— START OF TEXT SECTION —

Recently, several researchers have argued for the use of Bayesian statistics in psychological science (for recent discussions of Bayesian methods, see Gallistel, 2009; Kruschke, 2010; Masson, 2011; Rouder et al., 2009; Wagenmakers, 2007; Wetzels et al., 2011). These arguments are relevant to the present discussion because Bayesian methods are often touted as robust to stopping rules (Bernardo & Smith, 1994; Edwards, Lindman, & Savage, 1963; Kadane, Schervish, & Seidenfeld, 1996). For example, Edwards et al. stated, “It is entirely appropriate to collect data until a point has been proven or disproven, or until the data collector runs out of time, money, or patience” (p. 193). Such statements clearly imply that BFs can be used post hoc to reevaluate previously published results collected under the NHST framework, without concern for how the data were collected. Such an approach has been undertaken in a series of recent papers. For example, Wagenmakers, Wetzels, Borsboom, and van der Maas (2011; see also Rouder & Morey, 2011) used BFs to reanalyze results published by Bem (2011) to argue against the existence of psi. Likewise, Wetzels et al. reanalyzed all t tests that appeared in 2007 issues of Psychonomic Bulletin & Review and the Journal of Experimental Psychology: Learning, Memory and Cognition and showed that 70 % of results reported as significant with .01 < p < .05 provided only anecdotal support against the null. Newell and Rakow (2011) analyzed 16 experiments to evaluate the support for the provocative idea that unconscious thought can yield better decision outcomes than deliberation (see Dijksterhuis, Bos, Nordgren, & Van Baaren, 2006) and concluded that the data favored the null hypothesis, with a BF = 9:1. Other examples of the use of Bayesian analysis include Gallistal and Rouder et al., in which several empirical findings were reanalyzed to examine the possibility that the data, previously reported as either significant or nonsignificant using NHST methods, support the null hypothesis.

— END OF TEXT SECTION —
— START OF DATA ROWS —

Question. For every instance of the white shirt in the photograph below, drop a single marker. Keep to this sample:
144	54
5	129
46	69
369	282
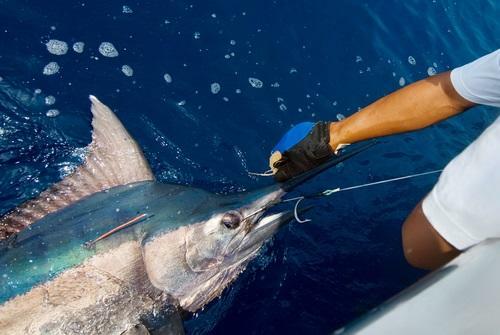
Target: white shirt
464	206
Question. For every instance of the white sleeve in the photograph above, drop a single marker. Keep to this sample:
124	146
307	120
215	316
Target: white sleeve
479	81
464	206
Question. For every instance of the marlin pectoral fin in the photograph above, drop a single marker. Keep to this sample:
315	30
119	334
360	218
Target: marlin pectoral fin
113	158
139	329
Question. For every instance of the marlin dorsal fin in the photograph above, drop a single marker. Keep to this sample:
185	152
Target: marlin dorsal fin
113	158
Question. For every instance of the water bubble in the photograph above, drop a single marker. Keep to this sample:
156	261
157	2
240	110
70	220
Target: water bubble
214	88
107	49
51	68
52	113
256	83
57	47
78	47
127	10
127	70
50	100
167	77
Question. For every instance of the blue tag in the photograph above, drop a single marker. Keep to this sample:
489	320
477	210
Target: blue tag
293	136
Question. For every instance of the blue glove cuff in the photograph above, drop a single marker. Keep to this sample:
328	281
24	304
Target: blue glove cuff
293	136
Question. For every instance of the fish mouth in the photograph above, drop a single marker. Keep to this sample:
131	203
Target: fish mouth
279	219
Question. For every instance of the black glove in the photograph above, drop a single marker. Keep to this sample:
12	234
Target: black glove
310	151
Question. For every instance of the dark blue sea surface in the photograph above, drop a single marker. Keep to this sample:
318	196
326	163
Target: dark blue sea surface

— END OF DATA ROWS —
— START OF DATA ROWS —

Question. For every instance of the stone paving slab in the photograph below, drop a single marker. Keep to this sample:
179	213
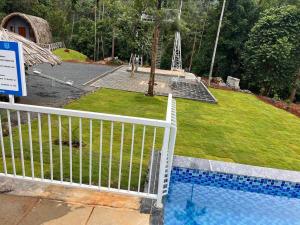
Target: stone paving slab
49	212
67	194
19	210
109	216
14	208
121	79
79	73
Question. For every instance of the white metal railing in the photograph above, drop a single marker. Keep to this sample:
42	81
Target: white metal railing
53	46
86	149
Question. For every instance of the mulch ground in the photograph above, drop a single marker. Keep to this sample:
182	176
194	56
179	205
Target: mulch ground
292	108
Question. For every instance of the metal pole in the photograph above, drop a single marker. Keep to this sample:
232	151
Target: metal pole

— END OF DATA ROWS —
— START OF DATA ROWS —

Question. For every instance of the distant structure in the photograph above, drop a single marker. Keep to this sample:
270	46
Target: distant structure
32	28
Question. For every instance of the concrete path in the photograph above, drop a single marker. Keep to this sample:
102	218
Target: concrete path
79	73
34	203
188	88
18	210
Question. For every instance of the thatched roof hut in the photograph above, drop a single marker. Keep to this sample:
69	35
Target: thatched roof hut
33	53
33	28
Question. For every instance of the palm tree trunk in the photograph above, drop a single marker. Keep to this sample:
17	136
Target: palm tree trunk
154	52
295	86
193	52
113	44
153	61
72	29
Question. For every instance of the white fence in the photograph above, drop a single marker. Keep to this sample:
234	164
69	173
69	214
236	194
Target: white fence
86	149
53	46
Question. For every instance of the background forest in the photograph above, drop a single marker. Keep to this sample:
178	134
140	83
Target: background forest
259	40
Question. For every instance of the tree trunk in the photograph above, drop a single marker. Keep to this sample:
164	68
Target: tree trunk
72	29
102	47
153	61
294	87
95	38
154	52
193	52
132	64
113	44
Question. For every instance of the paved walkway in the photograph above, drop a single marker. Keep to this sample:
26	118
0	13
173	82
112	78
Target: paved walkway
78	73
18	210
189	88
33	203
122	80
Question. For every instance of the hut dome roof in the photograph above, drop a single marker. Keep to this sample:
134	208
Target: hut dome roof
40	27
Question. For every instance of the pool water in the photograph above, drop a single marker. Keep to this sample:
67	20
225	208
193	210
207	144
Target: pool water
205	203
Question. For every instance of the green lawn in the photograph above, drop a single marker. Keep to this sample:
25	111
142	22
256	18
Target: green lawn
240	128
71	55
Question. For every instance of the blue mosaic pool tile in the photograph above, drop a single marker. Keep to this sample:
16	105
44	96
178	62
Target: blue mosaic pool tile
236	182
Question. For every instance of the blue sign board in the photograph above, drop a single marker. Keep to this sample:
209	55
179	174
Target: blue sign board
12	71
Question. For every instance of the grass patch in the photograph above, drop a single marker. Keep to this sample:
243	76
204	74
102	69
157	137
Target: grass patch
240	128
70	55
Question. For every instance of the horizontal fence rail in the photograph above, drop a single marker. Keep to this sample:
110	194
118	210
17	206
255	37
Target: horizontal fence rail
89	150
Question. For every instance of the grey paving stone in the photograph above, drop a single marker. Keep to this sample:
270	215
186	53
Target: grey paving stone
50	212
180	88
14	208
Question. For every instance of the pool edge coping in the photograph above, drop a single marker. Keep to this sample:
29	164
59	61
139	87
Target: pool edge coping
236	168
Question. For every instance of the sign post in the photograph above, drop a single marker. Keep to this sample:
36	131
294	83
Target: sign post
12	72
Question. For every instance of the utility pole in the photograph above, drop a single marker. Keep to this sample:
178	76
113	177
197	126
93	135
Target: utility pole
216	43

— END OF DATA ROWS —

COMPLETE THE FOLLOWING.
- 1) From the passage on Bayesian statistics, list every citation given for recent discussions of Bayesian methods.
- 2) According to the passage on Bayesian statistics, how many experiments did Newell and Rakow (2011) analyze?
- 3) Render the following sentence from the passage on Bayesian statistics in French: "Such an approach has been undertaken in a series of recent papers."

RESULTS IN ORDER.
- 1) Gallistel, 2009; Kruschke, 2010; Masson, 2011; Rouder et al., 2009; Wagenmakers, 2007; Wetzels et al., 2011

- 2) 16 experiments.

- 3) Une telle approche a été adoptée dans une série d'articles récents.